(GOAL): Pick out each line below that contains the word "player", and copy those lines.

(PROVIDED ENTRIES):
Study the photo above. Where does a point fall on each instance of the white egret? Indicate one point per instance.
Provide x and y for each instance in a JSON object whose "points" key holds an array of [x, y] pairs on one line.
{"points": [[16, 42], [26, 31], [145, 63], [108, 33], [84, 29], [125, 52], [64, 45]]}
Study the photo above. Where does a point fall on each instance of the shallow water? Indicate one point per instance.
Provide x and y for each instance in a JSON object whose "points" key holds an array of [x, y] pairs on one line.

...

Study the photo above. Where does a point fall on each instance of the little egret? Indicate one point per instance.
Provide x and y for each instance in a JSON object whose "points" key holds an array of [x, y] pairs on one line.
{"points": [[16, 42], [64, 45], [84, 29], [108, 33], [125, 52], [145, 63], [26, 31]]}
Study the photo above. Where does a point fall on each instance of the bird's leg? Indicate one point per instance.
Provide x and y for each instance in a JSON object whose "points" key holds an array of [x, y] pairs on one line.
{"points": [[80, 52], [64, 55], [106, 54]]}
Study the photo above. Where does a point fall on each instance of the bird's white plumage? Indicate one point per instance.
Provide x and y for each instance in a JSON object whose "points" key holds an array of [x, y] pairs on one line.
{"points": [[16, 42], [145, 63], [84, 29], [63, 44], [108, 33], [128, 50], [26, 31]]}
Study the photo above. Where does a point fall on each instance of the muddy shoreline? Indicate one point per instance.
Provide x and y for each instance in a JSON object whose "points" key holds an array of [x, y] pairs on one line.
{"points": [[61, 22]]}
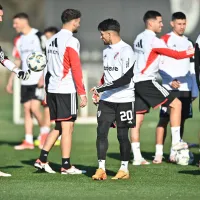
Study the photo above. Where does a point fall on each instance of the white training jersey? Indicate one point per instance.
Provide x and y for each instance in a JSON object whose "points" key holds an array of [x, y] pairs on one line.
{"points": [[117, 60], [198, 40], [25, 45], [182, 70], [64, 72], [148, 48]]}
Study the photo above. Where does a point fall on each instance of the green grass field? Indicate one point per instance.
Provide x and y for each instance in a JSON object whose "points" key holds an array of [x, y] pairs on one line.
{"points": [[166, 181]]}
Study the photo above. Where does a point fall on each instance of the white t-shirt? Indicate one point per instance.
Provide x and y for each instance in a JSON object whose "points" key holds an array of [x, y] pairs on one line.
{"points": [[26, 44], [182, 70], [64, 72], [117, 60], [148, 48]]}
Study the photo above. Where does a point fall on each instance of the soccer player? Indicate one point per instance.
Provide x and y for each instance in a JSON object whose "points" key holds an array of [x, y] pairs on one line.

---

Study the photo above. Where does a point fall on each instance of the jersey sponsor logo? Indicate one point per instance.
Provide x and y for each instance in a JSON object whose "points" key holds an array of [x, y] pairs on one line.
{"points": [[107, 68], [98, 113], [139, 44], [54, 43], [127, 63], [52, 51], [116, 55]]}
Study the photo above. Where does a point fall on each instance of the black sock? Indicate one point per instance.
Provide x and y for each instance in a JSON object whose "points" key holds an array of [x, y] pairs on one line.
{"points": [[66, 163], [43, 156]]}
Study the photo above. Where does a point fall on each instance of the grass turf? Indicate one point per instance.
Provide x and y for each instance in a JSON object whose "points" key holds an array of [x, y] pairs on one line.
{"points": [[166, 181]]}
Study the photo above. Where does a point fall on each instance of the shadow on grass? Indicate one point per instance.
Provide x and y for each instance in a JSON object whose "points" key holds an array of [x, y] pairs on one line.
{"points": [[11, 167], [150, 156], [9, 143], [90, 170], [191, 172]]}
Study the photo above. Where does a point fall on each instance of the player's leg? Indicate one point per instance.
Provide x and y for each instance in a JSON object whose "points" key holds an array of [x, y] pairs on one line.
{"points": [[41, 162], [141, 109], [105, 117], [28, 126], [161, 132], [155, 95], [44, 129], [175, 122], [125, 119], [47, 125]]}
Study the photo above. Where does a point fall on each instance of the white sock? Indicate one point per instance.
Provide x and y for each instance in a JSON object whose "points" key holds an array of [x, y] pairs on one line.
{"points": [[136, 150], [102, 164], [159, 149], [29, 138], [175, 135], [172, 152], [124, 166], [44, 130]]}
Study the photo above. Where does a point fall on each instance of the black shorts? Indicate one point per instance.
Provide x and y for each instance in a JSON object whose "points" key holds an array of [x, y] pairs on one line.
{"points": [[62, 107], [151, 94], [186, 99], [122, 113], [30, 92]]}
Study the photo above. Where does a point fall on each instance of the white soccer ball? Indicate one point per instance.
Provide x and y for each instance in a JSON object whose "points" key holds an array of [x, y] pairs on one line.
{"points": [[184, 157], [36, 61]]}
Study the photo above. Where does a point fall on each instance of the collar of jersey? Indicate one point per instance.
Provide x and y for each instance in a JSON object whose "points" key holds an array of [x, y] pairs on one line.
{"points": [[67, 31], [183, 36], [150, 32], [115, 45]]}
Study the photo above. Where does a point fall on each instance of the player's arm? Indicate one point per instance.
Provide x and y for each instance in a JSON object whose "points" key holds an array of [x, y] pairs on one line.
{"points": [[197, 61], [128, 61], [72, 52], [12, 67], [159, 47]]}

(FINAL RESULT):
Study the photo above. Where does a point fall on each instance of the soccer player? Indicate one point per instance.
Study the photo above. Where does a point fall on each instance of the player's leg? Indicate one point per instance.
Study the photo above. Where does a point fall on each instance of the player's arm? Indicate one point per instance.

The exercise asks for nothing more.